[Referring expression pointing data]
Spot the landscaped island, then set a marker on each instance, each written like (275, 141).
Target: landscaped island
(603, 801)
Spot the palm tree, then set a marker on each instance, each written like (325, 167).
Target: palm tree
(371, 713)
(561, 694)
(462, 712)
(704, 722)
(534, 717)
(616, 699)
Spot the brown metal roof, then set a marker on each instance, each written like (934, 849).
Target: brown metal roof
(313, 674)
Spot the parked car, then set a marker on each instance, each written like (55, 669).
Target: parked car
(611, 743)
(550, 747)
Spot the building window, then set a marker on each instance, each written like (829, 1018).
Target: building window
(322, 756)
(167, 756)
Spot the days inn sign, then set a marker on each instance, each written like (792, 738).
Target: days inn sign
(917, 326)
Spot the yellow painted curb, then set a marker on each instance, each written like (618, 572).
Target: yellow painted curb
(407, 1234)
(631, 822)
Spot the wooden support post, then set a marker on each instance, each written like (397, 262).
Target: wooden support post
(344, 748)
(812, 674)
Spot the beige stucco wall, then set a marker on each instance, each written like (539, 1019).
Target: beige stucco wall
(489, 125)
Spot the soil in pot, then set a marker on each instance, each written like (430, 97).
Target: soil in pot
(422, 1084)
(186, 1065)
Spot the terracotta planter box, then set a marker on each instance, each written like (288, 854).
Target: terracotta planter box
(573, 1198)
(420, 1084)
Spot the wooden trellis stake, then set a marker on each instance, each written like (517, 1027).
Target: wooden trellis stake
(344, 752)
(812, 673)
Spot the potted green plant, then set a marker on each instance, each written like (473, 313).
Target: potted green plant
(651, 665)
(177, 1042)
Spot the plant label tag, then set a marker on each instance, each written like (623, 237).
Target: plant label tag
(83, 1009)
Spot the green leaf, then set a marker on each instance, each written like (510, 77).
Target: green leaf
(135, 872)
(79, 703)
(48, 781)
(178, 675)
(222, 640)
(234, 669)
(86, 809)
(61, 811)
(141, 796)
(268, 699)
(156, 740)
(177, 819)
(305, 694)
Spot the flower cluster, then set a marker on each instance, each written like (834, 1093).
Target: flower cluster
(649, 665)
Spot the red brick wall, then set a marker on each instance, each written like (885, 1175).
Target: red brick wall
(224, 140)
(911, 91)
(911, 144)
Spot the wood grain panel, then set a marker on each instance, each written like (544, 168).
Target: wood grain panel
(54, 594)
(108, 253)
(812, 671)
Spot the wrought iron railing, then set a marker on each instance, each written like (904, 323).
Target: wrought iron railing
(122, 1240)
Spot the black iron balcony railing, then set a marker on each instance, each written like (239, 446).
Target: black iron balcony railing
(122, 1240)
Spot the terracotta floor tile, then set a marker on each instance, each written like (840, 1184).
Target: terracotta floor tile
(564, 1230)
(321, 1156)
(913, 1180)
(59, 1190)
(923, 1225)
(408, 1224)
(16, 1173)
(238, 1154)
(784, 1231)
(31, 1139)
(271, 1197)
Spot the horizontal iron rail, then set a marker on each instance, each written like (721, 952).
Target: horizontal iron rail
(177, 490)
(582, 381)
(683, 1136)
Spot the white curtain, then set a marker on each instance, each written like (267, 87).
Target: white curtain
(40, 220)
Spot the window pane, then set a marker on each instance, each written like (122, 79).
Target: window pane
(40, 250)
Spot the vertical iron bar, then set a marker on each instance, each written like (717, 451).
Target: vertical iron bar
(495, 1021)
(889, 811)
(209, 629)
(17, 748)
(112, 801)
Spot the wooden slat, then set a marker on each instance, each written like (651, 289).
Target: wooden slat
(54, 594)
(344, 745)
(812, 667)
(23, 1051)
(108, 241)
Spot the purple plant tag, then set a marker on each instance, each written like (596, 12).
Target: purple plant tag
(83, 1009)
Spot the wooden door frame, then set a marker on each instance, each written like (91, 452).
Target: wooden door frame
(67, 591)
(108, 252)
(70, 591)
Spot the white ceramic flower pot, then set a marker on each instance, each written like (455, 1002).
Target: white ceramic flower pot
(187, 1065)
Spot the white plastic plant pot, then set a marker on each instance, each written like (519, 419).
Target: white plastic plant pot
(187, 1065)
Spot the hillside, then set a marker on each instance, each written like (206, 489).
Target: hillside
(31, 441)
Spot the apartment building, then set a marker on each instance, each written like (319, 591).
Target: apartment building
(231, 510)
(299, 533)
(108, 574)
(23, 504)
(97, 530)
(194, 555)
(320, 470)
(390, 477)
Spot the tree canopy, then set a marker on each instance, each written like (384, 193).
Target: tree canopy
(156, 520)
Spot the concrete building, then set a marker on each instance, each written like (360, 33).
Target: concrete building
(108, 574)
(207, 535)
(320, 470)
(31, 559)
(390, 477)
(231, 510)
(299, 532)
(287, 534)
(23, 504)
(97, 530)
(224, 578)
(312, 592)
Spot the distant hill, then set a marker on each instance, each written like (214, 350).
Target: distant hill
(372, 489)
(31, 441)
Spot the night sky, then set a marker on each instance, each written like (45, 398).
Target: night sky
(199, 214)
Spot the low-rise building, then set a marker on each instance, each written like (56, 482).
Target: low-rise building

*Task objective:* Each line above that contains "rise" counts once; report the resulting number and nothing else.

*Solution:* 2